In the material below, copy out verbatim every line from the one containing "as [[178, 175]]." through the one containing "[[56, 47], [24, 47], [240, 44]]", both included, and nothing else.

## EXTRACTED DATA
□ □ □ □

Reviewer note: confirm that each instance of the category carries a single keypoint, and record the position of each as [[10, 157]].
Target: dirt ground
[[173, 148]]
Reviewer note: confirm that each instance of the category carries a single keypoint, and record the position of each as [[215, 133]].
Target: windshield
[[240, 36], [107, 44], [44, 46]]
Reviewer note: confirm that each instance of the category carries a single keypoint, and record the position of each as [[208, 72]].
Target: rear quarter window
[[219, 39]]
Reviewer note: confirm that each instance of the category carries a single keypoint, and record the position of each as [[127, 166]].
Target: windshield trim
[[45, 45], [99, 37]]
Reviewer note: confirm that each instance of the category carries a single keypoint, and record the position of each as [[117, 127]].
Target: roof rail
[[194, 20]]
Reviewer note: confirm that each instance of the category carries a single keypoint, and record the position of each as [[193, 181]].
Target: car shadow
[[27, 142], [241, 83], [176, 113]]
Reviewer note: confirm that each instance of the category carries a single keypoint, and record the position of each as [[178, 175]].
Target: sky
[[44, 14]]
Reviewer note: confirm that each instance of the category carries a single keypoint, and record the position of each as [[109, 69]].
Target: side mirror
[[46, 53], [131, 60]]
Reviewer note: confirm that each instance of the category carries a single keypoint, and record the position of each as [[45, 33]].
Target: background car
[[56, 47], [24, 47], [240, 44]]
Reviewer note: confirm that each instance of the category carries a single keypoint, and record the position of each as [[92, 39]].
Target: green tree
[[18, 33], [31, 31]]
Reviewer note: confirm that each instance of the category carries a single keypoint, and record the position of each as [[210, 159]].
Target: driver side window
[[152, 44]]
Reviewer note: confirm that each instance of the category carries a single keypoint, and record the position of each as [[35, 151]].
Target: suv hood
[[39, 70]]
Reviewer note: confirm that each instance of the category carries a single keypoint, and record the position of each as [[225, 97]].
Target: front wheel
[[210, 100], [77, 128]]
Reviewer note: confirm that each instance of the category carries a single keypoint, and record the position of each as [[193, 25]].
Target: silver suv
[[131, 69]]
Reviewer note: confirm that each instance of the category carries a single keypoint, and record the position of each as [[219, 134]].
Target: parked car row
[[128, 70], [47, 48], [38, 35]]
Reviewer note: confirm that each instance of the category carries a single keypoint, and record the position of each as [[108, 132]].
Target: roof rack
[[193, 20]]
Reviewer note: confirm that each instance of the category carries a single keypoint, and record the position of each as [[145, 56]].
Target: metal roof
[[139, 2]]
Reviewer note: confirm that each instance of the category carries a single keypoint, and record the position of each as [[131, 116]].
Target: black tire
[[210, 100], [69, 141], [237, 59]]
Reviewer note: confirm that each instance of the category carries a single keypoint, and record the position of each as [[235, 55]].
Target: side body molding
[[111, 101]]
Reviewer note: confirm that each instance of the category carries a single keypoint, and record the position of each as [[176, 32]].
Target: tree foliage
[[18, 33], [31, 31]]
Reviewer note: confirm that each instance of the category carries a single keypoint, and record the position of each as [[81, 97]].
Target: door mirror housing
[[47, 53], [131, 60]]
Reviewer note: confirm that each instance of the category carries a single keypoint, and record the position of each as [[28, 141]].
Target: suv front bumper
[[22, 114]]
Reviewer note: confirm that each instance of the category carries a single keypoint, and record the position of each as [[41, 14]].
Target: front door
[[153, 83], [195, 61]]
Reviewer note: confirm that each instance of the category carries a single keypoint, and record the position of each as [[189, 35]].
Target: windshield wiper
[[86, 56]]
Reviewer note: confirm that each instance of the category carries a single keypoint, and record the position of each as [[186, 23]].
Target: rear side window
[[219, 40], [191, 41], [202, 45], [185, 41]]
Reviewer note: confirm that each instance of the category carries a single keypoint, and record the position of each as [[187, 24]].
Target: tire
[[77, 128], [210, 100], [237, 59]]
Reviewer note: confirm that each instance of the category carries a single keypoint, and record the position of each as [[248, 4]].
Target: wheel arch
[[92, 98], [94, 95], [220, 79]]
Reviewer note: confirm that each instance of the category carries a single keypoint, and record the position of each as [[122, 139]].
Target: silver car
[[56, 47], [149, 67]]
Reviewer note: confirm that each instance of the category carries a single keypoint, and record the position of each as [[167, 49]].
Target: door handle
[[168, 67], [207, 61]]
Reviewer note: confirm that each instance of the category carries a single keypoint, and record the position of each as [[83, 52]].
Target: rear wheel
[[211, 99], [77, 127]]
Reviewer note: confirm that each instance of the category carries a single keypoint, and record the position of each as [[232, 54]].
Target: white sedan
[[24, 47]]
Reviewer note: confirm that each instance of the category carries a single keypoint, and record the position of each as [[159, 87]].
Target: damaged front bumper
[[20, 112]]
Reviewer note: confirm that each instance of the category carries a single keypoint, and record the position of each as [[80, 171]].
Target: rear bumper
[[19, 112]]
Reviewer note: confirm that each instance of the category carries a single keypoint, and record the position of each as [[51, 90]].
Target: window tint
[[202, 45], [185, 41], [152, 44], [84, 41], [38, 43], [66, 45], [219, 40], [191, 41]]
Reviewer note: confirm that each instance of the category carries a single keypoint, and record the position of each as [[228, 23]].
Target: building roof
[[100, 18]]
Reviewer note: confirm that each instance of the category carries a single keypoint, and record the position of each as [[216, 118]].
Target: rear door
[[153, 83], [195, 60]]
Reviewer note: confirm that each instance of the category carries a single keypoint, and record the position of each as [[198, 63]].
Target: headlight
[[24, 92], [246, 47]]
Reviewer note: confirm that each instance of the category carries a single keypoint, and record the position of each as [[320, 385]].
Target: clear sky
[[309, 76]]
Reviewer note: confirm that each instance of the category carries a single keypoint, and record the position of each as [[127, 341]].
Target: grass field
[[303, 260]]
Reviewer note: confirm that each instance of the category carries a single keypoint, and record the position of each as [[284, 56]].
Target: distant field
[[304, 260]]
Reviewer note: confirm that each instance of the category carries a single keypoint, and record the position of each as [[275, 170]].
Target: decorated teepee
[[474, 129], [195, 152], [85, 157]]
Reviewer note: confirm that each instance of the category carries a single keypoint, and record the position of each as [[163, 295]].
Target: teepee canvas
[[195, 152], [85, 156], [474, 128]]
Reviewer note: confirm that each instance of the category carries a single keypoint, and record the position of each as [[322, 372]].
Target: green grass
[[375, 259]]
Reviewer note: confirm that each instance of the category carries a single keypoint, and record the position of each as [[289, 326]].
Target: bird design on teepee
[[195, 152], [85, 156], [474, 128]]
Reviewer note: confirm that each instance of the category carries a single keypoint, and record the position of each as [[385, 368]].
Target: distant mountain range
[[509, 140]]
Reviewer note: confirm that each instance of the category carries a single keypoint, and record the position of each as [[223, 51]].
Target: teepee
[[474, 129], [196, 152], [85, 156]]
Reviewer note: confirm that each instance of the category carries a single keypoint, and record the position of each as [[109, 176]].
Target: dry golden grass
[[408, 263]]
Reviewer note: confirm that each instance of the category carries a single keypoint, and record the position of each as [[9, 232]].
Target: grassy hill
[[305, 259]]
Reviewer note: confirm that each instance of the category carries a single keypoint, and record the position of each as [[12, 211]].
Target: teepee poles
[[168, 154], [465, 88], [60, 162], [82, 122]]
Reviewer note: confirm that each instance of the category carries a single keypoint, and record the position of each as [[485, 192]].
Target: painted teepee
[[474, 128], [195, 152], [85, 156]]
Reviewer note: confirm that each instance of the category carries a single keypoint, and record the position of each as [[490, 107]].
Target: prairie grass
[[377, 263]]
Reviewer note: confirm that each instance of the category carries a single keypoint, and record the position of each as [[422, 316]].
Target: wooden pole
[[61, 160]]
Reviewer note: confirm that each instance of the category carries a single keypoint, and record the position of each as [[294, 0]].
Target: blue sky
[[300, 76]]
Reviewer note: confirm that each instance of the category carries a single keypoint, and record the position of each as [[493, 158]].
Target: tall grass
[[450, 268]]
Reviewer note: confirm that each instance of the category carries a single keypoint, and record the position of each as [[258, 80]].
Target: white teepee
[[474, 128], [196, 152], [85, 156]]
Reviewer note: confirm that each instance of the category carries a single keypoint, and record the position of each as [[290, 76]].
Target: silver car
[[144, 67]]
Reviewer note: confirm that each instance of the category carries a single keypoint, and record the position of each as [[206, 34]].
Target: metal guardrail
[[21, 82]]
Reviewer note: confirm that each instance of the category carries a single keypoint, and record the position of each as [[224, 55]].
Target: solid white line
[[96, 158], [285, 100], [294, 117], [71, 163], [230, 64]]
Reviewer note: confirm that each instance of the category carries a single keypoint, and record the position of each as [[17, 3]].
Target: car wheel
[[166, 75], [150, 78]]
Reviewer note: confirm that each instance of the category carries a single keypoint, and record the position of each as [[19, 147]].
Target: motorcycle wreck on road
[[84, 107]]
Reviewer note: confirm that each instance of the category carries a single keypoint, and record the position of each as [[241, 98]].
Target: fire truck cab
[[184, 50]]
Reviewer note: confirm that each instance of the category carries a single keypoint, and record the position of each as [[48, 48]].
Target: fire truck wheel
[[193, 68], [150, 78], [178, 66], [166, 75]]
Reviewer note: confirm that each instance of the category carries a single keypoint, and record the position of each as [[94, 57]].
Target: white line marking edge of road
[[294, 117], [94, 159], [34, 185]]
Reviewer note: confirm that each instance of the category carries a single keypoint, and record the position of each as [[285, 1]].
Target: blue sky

□ □ □ □

## EXERCISE ANSWER
Reviewer note: confirm that each instance of the category carries a single keypoint, and record the position of each as [[178, 175]].
Target: sky
[[44, 14]]
Reviewer note: confirm that each instance of the category carries a single keypoint, and record the position of each as [[109, 69]].
Target: side mirror
[[46, 53], [131, 60]]
Reviewer note: confirm that each instance of the category carries a single keypoint, and record the position of each as [[45, 33]].
Target: background car
[[56, 47], [24, 47], [240, 44]]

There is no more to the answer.